BEGIN PROVIDED PASSAGE

The Canadian Red Ensign

The Canadian Red Ensign

Monday, May 16, 2011

This and That No. 12

WHAT NOT TO READ BEFORE GOING TO CHURCH

Before going to Holy Communion yesterday morning I decided to look over the Winnipeg Sun. In the op/ed pages there was a column by Warren Kinsella entitled “Doors barred to Israel hater, but Islamophobe ushered in”. Against my better judgment I decided to read it.

I say that it was against my better judgment because Warren Kinsella is not a man I like very much. I generally disagree with everything he has to say and the way he says it. Reading a Kinsella column can produce one of two negative emotions that should not be brought into Holy Communion. The first is anger, an emotion the Master expressly warned that we should not take to the altar with us. The second is pride. It is very easy to get a sense of personal superiority when one reads Kinsella’s column, and we are to take the Sacrament with a spirit of humility and repentance not a spirit of pride.

So against my better judgment I read Kinsella’s column. I was not surprised to find that he took pretty much the exact opposite position on everything I took in my last essay “The Long War Against Free Speech In Canada”. I would be horribly disgusted with myself if that were not the case.

END PROVIDED PASSAGE

§ EXERCISE A
List the four attitudes or emotions that the blog post names as ones to bring, or not to bring, to Holy Communion.

BEGIN RECORDS PROVIDED

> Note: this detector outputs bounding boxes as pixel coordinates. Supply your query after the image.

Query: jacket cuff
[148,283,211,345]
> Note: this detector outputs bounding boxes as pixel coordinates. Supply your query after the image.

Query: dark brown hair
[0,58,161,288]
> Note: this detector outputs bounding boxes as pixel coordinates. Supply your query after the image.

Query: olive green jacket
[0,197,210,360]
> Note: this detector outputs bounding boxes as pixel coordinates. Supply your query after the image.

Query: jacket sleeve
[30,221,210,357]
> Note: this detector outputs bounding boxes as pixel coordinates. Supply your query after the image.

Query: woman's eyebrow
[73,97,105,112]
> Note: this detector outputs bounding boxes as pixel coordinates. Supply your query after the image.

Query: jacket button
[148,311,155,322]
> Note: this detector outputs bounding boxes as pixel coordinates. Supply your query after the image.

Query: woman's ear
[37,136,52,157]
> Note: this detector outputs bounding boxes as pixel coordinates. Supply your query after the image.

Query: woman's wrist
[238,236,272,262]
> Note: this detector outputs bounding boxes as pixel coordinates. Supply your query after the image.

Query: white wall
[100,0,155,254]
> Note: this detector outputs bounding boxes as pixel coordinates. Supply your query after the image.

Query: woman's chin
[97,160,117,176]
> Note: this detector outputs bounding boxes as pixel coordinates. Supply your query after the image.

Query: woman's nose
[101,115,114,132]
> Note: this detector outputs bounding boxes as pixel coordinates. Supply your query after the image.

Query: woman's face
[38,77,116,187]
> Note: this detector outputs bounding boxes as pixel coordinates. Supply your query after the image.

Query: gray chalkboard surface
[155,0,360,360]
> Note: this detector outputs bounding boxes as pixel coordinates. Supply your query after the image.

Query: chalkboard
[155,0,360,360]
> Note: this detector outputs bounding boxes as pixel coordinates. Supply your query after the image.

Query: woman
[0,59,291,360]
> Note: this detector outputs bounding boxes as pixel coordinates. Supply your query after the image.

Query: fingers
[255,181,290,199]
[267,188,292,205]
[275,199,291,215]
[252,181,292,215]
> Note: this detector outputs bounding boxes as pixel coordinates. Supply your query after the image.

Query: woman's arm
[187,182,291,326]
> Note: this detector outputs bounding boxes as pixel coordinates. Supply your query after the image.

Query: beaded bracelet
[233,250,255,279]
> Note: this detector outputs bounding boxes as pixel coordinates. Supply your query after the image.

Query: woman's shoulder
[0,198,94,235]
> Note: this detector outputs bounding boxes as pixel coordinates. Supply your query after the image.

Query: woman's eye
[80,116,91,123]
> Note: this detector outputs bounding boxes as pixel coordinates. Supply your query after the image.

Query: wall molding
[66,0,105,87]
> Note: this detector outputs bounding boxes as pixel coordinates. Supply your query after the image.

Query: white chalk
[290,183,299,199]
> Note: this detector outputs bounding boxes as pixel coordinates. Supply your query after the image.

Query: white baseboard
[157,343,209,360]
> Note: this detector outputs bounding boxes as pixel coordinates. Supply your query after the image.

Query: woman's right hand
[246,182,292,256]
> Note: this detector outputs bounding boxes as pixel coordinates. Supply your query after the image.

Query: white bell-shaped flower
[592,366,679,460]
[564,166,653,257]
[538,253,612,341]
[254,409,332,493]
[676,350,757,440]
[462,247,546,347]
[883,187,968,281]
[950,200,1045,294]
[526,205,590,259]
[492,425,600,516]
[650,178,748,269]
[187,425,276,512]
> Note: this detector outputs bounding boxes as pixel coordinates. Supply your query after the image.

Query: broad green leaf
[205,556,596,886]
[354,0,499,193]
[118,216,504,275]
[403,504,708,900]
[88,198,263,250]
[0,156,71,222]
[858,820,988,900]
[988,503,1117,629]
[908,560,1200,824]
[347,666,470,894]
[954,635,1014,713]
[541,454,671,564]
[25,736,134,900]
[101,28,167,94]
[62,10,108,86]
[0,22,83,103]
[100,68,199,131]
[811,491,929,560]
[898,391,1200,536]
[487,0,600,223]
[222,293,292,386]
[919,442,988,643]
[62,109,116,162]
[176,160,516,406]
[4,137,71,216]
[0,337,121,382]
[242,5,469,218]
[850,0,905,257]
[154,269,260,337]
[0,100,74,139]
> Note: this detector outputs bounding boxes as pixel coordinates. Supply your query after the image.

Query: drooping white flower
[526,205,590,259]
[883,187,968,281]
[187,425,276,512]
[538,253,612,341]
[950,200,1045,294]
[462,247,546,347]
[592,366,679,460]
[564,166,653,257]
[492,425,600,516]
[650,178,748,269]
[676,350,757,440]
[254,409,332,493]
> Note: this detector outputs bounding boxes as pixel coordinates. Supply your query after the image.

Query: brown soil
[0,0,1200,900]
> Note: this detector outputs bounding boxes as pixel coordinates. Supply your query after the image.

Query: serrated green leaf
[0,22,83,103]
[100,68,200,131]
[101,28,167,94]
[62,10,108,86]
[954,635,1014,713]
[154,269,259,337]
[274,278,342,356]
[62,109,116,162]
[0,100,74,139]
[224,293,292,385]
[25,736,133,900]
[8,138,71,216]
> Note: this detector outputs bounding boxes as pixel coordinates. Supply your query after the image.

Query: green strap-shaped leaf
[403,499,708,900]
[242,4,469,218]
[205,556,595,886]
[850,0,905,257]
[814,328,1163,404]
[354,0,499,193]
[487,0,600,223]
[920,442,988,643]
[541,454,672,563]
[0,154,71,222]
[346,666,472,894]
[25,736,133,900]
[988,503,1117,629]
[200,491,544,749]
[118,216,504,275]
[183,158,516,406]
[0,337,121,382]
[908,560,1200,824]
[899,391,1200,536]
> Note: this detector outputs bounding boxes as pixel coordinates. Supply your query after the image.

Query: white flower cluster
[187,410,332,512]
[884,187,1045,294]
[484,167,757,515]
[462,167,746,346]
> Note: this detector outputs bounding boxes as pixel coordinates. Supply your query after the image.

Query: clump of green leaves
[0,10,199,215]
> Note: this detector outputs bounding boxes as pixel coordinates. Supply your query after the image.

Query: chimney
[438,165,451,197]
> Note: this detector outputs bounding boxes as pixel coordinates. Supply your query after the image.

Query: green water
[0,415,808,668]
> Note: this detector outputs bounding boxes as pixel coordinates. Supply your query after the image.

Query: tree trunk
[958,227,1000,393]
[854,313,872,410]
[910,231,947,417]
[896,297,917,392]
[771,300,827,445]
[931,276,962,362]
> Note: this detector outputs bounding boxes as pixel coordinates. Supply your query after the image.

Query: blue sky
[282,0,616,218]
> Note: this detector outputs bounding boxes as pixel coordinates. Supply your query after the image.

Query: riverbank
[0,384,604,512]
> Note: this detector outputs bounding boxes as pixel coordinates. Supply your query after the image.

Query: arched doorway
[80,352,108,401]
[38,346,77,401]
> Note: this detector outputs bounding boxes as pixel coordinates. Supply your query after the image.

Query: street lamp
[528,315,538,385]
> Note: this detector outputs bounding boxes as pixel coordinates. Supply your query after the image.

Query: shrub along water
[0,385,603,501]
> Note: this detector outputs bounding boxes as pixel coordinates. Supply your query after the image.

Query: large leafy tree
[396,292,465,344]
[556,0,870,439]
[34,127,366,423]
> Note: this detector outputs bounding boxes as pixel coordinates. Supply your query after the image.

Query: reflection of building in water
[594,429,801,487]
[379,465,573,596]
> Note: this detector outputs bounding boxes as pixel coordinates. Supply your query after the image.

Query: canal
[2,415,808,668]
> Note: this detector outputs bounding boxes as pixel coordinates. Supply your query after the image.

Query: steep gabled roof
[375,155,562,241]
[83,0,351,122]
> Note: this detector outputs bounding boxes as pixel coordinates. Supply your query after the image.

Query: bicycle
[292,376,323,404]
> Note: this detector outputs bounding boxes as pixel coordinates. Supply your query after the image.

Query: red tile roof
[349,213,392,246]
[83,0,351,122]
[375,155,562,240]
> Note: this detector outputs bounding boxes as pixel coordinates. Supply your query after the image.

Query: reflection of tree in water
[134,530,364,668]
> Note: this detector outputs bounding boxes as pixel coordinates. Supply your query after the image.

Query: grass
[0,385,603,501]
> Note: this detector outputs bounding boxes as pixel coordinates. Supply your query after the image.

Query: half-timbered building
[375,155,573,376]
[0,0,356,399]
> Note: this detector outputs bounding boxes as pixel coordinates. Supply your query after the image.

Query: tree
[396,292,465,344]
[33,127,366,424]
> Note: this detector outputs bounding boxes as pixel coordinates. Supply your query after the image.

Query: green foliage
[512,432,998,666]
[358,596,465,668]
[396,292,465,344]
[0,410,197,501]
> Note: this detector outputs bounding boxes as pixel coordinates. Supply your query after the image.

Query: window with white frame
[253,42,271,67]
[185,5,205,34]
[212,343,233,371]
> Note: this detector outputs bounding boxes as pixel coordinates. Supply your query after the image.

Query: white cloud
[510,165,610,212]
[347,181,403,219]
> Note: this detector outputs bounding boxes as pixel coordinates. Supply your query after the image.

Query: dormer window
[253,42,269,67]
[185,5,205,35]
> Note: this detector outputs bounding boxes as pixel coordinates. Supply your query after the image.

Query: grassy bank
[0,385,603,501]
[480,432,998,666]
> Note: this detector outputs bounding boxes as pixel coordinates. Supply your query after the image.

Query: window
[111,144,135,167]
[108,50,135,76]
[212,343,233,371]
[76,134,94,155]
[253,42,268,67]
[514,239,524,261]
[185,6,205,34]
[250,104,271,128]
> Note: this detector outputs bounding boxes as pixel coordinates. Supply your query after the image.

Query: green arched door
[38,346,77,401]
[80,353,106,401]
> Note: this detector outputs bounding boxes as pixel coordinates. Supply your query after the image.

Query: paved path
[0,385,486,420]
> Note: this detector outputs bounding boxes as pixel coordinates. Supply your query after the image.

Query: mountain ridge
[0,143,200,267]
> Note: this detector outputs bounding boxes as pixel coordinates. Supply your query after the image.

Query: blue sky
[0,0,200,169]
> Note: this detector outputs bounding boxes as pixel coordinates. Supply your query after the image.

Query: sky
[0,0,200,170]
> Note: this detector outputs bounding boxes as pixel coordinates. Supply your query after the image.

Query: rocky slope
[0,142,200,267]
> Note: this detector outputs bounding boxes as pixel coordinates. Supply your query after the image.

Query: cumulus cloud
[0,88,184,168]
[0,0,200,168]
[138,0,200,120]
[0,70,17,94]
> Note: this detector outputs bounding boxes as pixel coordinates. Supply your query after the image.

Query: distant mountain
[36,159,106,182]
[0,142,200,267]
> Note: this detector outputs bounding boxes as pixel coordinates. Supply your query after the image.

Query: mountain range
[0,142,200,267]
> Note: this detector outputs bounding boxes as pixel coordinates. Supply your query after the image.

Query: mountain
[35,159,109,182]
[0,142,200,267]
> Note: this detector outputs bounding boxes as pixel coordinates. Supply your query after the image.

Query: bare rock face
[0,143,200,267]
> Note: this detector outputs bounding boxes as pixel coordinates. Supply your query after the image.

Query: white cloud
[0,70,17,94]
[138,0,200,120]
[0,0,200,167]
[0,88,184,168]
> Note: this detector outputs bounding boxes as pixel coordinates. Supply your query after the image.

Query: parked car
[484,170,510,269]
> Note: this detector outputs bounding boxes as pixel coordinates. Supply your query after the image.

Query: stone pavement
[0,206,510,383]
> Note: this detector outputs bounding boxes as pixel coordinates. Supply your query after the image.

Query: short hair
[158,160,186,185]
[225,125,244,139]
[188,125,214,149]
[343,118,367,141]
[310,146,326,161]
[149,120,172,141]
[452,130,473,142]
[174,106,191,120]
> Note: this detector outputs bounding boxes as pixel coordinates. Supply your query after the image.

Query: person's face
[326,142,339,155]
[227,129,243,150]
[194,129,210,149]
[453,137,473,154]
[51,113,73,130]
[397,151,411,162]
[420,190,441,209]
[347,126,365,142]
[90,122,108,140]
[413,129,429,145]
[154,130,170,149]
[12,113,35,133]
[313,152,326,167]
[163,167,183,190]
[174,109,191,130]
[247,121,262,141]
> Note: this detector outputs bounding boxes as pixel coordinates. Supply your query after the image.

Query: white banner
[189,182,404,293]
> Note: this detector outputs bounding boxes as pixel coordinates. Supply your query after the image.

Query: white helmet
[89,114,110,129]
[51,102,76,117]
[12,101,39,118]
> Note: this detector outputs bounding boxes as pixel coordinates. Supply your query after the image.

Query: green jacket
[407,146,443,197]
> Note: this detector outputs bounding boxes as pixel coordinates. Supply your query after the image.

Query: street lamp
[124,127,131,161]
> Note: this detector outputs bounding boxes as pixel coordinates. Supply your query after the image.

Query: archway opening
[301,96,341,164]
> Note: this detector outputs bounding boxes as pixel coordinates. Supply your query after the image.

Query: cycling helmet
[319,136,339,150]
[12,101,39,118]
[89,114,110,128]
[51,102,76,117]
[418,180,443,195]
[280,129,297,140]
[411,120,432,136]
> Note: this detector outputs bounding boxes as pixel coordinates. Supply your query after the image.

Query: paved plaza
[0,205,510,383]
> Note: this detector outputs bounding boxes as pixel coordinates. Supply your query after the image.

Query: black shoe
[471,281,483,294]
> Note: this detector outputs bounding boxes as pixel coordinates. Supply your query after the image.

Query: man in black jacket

END RECORDS PROVIDED

§ EXERCISE B
Collect every line of the entries that contains the string "hair", treating uppercase and lowercase letters as different.

§ WRITTEN SOLUTION A
anger, pride, humility, repentance

§ WRITTEN SOLUTION B
Query: dark brown hair
Query: short hair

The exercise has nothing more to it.